* [TEXT BLOCK]:

Jonathan Safran Foer, Eating Animals

When faced with the news that he will become a parent, the novelist Foer revisits the question of what to eat, and thus what to feed to his child, in a world of factory farming. I have eaten mostly vegetarian over the last decades, but this fact-laden book turned me away from the occasional fish dish and directed me toward veganism. I highly appreciate the many angles under which he approaches this topic (ethics, capitalism, environment, epidemics, etc.), and that he shifts the focus to where it should be: this is not, as it might occur, a mere question about animal welfare, environment, etc. This is a question about who we want to be, as persons, as a society. What I might add: this is a question about how we want to survive as a society.

Jonathan Gottschall, The Storytelling Animal

This is a captivating and enchanting exploration into the neurological, cultural and even evolutionary reasons for why we humans are addicted to stories. Why can we hardly pass on the next reality show, why is Charles Dickens still read? Reading this book was enlightening and I asked myself over and over, why on earth there has been so little research about this topic. Well, I ask myself this question about other many other topics too. Often.

* [WHAT TO DO]:
1 – In the book reviews, give the passage from "Jonathan Safran Foer, Eating" to "survive as a society." again, and change "veganism" to "vegetarianism".
2 – Based on the book reviews, say whether each statement is true (yes or no), and quote the words that decide it. (a) Before reading Eating Animals, the reviewer had eaten a fully vegan diet. (b) The review of The Storytelling Animal mentions Charles Dickens. (c) Foer takes up the question of what to eat after learning he will become a parent.
The material that comes next isn't needed here.

(Point localization material)
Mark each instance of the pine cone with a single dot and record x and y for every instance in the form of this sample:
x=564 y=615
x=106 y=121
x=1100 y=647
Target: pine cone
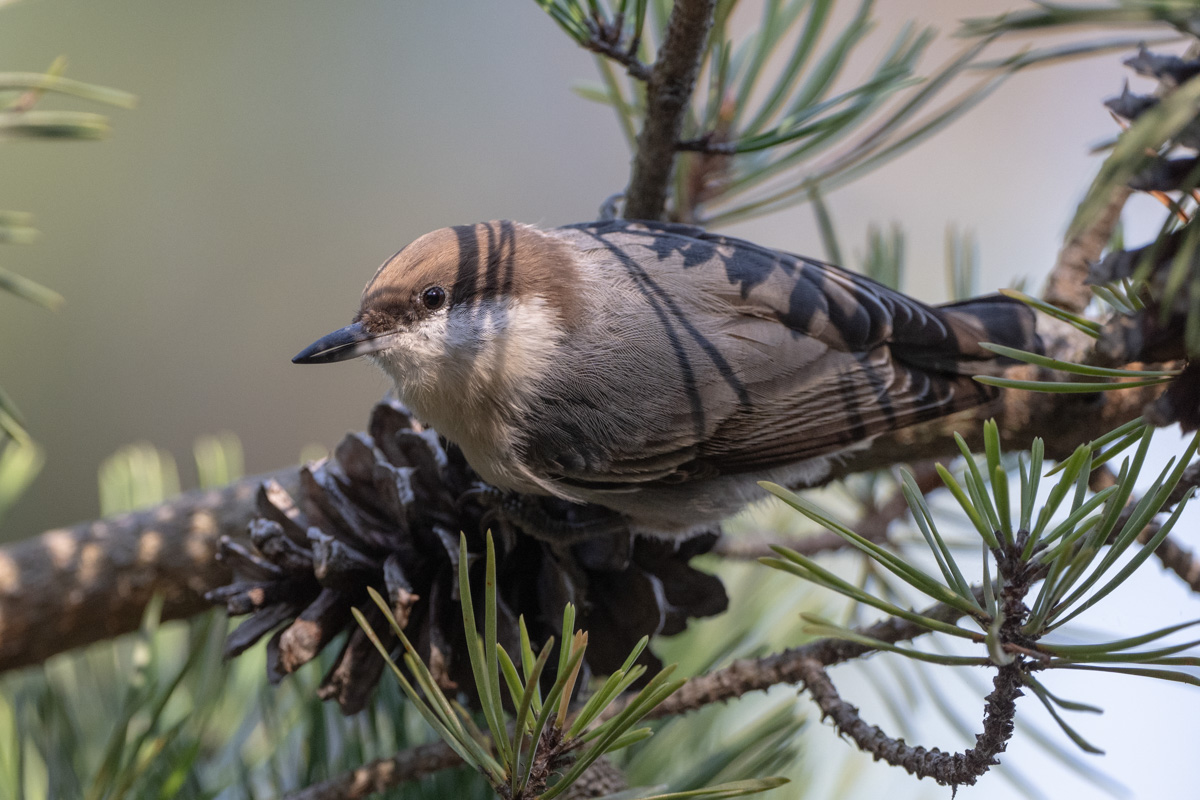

* * *

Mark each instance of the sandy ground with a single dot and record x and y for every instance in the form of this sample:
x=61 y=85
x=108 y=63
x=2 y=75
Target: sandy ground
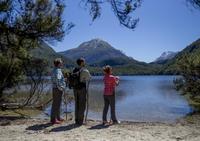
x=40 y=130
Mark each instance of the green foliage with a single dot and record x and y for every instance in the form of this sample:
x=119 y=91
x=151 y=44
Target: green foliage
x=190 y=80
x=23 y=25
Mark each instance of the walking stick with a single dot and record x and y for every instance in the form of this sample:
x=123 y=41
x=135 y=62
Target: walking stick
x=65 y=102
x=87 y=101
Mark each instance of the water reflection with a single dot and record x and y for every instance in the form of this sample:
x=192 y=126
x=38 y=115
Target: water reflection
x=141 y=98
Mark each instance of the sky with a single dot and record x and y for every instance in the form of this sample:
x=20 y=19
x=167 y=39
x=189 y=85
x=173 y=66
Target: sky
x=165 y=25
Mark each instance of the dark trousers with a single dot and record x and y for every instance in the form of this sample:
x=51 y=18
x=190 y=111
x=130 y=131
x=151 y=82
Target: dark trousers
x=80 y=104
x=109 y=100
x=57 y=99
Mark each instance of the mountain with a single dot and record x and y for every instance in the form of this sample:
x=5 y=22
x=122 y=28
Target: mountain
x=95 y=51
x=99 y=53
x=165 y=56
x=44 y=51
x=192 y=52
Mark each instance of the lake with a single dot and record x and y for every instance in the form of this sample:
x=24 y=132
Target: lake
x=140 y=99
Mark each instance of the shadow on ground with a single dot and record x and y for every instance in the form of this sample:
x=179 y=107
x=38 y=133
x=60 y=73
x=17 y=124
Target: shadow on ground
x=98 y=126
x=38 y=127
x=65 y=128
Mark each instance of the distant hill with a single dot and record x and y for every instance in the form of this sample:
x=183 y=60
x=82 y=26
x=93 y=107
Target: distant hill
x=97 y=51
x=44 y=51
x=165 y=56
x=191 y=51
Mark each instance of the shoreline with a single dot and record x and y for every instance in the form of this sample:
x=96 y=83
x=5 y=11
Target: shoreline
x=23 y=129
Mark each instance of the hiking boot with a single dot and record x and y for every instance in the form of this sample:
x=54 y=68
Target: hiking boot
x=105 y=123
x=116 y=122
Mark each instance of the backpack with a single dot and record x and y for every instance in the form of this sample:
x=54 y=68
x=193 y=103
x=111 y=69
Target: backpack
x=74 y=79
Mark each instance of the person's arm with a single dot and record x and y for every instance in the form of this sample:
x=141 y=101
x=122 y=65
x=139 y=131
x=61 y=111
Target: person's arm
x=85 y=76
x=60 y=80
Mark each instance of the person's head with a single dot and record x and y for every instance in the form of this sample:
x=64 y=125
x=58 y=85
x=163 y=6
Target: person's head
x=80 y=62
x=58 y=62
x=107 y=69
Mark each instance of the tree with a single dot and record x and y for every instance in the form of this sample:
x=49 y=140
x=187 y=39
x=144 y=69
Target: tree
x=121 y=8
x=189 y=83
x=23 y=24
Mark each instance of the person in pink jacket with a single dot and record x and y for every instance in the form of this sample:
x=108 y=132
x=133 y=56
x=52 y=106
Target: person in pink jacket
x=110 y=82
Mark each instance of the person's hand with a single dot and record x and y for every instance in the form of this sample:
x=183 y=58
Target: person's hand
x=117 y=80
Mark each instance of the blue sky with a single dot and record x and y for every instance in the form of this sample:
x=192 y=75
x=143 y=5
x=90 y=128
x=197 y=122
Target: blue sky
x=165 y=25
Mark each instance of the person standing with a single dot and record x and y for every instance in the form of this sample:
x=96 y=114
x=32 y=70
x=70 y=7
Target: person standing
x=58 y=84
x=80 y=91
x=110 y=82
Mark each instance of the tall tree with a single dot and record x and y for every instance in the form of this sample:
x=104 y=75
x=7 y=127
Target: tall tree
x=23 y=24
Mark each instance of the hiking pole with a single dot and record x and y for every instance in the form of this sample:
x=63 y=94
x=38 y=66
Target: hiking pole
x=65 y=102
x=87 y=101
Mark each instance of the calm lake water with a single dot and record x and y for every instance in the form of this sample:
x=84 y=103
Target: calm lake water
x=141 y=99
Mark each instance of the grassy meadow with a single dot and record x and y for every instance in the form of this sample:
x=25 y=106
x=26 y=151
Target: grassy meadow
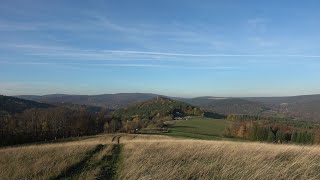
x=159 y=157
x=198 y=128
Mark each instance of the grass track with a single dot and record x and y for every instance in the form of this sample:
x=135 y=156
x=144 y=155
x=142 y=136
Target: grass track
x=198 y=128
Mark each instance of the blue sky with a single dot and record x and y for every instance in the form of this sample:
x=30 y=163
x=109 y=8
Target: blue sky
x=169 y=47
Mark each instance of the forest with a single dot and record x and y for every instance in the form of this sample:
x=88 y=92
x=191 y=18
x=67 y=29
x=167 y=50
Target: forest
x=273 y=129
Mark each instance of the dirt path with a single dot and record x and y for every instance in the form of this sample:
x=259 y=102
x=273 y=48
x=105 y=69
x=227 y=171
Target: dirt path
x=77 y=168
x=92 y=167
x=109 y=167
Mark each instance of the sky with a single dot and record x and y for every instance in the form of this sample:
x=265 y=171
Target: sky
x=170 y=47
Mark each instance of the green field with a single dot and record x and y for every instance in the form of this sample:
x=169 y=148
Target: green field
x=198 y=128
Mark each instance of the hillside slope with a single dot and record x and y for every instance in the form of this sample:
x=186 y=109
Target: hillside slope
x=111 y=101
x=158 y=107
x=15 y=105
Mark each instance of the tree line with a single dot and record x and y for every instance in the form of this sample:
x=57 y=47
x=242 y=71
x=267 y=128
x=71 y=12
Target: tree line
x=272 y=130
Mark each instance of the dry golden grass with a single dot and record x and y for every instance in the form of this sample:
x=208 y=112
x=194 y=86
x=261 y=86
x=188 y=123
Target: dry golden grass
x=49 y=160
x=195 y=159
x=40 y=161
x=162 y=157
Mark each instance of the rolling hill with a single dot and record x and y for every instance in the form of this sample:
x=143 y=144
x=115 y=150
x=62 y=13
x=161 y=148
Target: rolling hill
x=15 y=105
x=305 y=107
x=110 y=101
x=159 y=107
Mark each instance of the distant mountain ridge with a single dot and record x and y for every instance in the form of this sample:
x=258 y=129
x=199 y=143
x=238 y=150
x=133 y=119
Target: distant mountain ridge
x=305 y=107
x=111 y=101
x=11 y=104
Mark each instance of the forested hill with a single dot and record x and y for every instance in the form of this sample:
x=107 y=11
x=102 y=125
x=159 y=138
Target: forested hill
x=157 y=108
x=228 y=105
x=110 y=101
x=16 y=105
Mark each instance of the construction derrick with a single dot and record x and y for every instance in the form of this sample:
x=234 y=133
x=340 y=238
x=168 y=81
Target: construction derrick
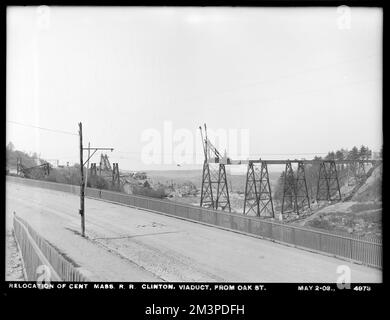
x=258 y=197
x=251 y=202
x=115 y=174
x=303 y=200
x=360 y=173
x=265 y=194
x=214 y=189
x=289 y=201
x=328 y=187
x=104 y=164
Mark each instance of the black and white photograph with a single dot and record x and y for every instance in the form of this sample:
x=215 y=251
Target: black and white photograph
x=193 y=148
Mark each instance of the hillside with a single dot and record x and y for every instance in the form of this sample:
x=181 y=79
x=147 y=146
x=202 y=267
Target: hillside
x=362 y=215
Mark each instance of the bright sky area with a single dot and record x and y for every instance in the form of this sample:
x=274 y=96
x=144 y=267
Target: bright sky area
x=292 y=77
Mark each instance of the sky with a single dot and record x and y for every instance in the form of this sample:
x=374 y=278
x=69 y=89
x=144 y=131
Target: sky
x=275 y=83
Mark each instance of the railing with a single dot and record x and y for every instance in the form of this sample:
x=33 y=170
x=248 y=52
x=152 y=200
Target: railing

* [REPLIES]:
1 –
Jonathan Safran Foer, Eating Animals

When faced with the news that he will become a parent, the novelist Foer revisits the question of what to eat, and thus what to feed to his child, in a world of factory farming. I have eaten mostly vegetarian over the last decades, but this fact-laden book turned me away from the occasional fish dish and directed me toward vegetarianism. I highly appreciate the many angles under which he approaches this topic (ethics, capitalism, environment, epidemics, etc.), and that he shifts the focus to where it should be: this is not, as it might occur, a mere question about animal welfare, environment, etc. This is a question about who we want to be, as persons, as a society. What I might add: this is a question about how we want to survive as a society.

2 –
(a) No: "I have eaten mostly vegetarian over the last decades"
(b) Yes: "why is Charles Dickens still read?"
(c) Yes: "When faced with the news that he will become a parent, the novelist Foer revisits the question of what to eat"